==== Records for this task

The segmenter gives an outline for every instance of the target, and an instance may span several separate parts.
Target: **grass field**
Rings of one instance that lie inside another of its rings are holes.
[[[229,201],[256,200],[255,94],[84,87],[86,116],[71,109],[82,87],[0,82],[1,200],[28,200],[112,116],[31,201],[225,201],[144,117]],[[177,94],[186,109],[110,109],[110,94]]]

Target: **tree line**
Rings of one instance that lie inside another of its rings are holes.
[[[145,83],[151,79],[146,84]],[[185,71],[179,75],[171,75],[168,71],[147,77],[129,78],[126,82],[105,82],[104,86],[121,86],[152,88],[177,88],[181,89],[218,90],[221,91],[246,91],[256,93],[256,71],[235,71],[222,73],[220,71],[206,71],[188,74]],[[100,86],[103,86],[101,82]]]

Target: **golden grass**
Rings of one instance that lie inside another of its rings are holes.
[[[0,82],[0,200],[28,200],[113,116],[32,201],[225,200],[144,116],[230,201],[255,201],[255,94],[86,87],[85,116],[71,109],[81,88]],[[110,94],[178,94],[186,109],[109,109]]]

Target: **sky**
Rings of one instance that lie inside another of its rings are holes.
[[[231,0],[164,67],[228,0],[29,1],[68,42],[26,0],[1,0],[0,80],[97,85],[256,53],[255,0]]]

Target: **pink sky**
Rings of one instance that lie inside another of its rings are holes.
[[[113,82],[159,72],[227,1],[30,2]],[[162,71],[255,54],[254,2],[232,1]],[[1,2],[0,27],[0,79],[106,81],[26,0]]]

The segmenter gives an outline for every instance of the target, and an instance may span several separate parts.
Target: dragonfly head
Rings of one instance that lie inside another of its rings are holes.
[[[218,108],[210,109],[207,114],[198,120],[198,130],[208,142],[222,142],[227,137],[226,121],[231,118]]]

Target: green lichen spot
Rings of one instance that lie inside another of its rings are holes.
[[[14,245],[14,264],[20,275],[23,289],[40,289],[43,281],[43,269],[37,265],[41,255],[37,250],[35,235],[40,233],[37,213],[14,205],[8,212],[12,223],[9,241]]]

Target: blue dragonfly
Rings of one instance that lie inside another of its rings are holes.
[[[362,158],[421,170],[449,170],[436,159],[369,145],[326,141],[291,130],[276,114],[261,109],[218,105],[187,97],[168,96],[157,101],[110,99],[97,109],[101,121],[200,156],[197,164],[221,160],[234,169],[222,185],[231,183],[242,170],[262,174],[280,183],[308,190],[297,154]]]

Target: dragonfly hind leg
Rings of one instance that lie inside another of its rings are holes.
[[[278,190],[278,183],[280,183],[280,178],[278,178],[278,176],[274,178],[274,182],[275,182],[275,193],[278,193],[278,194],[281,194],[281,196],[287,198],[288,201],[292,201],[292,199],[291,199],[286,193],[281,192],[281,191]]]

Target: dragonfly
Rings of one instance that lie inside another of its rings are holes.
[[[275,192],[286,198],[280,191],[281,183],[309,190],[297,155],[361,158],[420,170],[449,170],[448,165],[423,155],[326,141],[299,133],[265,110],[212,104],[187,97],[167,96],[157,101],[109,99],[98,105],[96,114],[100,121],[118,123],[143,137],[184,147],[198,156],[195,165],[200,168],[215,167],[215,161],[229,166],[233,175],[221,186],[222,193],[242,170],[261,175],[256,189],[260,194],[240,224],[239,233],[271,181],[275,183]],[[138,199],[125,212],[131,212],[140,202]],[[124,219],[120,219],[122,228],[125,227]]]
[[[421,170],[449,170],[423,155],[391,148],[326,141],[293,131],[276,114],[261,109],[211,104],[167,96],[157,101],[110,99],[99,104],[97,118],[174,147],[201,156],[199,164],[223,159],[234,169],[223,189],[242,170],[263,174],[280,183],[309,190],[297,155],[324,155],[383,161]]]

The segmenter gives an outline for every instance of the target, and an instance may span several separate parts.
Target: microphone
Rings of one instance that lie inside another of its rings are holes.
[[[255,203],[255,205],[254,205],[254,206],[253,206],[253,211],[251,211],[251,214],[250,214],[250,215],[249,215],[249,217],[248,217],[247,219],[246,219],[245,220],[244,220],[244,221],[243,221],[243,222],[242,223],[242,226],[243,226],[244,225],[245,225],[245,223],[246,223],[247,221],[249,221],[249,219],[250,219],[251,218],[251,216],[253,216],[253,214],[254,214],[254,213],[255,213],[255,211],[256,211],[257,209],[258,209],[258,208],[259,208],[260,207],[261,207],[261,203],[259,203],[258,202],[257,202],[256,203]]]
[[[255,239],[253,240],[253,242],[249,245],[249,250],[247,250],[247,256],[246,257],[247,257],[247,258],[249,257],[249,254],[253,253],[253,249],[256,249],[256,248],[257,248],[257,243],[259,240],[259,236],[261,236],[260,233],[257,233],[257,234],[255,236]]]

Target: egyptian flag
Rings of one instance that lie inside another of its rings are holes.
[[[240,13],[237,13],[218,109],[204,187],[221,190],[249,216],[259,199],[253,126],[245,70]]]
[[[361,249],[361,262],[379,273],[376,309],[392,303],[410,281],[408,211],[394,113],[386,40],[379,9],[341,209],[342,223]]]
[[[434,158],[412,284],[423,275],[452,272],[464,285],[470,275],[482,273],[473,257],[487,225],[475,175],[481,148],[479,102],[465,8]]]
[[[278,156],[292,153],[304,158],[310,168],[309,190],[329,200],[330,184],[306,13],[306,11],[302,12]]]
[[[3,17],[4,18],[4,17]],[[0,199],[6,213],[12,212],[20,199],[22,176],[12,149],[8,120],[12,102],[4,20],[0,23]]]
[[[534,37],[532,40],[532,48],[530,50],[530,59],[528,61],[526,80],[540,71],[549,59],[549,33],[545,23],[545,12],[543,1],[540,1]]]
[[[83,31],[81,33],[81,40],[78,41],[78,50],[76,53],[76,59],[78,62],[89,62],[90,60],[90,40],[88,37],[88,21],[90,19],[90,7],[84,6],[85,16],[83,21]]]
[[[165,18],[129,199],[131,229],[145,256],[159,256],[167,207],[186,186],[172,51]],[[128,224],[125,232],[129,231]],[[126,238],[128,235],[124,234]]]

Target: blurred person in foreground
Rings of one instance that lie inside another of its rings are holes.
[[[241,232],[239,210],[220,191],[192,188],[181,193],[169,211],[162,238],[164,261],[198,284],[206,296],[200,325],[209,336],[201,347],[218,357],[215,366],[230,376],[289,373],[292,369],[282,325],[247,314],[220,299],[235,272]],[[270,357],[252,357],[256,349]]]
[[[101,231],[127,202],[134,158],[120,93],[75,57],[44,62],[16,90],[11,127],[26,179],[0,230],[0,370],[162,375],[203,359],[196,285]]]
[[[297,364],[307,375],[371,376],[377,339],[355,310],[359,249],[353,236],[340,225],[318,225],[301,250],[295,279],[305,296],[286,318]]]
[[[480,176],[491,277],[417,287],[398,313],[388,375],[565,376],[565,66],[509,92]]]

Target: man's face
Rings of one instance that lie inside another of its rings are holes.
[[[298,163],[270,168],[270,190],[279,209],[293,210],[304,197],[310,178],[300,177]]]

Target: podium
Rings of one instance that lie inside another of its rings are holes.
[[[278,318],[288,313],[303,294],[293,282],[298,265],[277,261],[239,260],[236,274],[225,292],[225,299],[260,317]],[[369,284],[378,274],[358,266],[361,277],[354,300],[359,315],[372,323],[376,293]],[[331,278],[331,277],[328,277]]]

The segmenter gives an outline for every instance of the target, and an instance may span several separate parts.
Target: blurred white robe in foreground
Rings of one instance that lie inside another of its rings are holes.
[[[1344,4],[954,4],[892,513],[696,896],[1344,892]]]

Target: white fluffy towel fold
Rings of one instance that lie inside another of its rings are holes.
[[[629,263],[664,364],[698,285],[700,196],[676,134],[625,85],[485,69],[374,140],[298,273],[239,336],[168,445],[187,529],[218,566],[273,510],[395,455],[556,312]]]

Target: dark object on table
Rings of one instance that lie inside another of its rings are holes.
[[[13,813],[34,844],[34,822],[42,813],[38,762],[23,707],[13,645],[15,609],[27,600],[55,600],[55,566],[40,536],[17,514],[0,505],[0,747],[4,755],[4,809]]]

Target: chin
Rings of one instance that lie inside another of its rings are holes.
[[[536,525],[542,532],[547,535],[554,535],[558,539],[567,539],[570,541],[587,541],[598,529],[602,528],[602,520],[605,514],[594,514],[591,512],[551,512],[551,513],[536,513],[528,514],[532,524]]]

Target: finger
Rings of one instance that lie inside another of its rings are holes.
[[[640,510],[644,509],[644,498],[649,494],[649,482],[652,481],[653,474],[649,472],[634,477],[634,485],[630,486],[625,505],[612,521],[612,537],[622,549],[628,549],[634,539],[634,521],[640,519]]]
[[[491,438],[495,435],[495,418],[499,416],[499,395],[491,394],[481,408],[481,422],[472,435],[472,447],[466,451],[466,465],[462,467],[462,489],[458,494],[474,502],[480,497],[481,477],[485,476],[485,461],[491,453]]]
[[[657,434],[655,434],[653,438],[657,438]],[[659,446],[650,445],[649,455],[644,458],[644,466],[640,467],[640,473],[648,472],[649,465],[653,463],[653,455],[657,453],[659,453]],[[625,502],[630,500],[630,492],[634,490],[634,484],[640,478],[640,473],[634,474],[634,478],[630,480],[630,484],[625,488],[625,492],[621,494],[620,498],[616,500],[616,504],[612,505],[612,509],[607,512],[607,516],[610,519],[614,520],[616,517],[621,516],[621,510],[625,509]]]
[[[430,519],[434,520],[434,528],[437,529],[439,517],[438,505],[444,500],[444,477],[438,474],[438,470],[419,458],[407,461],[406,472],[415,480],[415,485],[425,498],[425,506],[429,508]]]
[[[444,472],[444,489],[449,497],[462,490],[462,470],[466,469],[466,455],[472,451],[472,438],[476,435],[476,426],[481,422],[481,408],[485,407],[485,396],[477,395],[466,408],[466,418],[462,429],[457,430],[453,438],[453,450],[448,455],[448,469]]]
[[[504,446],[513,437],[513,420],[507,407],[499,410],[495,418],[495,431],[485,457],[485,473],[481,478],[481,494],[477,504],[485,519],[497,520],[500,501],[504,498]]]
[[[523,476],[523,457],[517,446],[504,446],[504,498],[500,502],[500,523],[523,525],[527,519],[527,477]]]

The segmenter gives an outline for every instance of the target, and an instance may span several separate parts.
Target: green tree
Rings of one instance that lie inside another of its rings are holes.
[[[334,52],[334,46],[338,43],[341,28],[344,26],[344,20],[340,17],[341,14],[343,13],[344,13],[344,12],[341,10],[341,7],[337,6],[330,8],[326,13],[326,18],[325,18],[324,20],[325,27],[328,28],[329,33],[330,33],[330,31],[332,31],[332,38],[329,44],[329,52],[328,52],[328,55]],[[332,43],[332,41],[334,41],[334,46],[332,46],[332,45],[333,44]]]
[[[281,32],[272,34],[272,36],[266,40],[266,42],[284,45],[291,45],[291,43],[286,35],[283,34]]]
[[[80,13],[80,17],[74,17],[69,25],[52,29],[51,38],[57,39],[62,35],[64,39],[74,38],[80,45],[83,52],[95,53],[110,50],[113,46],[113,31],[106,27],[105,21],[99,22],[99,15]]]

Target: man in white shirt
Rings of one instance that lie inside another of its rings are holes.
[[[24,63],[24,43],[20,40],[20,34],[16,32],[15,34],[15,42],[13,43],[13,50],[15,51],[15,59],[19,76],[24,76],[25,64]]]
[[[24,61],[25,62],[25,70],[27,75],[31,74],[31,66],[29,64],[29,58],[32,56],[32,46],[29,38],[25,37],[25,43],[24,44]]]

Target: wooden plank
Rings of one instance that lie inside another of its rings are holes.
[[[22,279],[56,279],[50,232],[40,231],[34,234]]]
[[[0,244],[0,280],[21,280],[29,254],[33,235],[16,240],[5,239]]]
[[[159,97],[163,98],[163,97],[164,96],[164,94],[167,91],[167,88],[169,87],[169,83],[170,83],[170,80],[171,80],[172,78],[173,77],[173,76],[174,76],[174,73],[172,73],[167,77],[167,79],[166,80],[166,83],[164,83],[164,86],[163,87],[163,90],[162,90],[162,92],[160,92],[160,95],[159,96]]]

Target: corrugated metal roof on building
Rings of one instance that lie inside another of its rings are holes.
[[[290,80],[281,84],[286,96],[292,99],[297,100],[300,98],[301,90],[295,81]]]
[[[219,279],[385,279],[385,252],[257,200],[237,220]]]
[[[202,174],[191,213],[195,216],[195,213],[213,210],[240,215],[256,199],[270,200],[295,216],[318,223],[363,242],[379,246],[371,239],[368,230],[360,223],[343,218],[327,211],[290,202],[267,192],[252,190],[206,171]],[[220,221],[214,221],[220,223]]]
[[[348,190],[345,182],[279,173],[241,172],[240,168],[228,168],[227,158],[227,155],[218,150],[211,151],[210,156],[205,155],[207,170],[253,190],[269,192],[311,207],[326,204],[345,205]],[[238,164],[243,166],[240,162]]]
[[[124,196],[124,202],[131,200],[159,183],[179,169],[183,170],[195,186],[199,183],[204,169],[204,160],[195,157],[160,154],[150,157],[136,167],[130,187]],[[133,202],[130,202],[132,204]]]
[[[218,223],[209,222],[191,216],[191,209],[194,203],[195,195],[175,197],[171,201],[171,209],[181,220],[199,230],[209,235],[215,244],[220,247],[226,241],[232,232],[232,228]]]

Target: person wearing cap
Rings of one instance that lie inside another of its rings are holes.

========

What you should do: Can you convert the lines of the records from the one containing "Target: podium" through the one containing "[[[1344,4],[954,4],[892,513],[696,896],[1344,892]]]" into a Markdown table with the columns Row and Line, numbering each row and skipping blank lines?

Output for this task:
| Row | Line |
|---|---|
| 1 | Target: podium |
| 2 | Rings of one instance that lie inside another of its rings are holes. |
| 3 | [[[278,318],[288,313],[303,294],[293,282],[298,265],[277,261],[239,260],[236,274],[225,292],[225,299],[260,317]],[[369,284],[378,274],[358,266],[361,277],[354,300],[359,315],[372,323],[376,293]],[[331,278],[331,277],[328,277]]] |
| 4 | The segmenter gives an outline for every instance of the target, and an instance may span several separate parts. |
| 5 | Target: blurred white robe in foreground |
| 6 | Rings of one instance that lie inside another of its rings are holes. |
| 7 | [[[1344,4],[954,4],[892,513],[696,896],[1344,892]]] |